### TRECHO SELECIONADO
— Luciana Romagnolli —
Crítica do espetáculo “Branco – o cheiro do lírio e do formol”, de Alexandre dal Farra e Janaina Leite (SP). Corrigida em 04/04/2017.
Antes, uma demarcação
Ouço às vezes alguns colegas de jornalismo, crítica, universidade e vida dizerem que está difícil para uma pessoa branca se posicionar em relação ao racismo. Nessa frase, quase sempre dita sem muito cálculo, reside a nódoa de que tentarei tratar neste texto. Difícil é para a pessoa negra. Pro branco, todas as forças convergem, e o desafio é se perceber nesse lugar de poder para além dos discursos decorados. Falo isso de uma perspectiva interseccional[1], que acesso pelo lugar de mulher, do qual também escuto (quantas vezes!) que está impossível para o homem falar qualquer coisa por causa do “patrulhamento”.

### DADOS EXIBIDOS
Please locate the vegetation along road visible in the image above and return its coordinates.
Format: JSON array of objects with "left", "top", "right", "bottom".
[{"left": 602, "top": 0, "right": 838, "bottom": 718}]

### TAREFA PROPOSTA
Dê seguimento à crítica do espetáculo “Branco” a partir do ponto em que o trecho termina. O material não tem nenhum papel aqui.

### RESPOSTA ABAIXO
A questão que se põe neste momento do país – como adensamento e agravamento de movimentos históricos que o precederam – é que o debate racial e de gênero não pode mais ser mascarado no “quartinho dos fundos”, como tema marginal, cota, moda, “mimimi” e outras formas mais ou menos criativas de desqualificação. O racismo e o machismo estruturam o sistema capitalista, delimitam quem é sujeito da ação e da fala e quem não é, selecionam qual epistemologia e qual sistema de valoração nos sustenta e nenhum rumo que não seja o retrocesso poderá ser tomado pelo país sem que as esquerdas, direitas e não binários compreendam isso.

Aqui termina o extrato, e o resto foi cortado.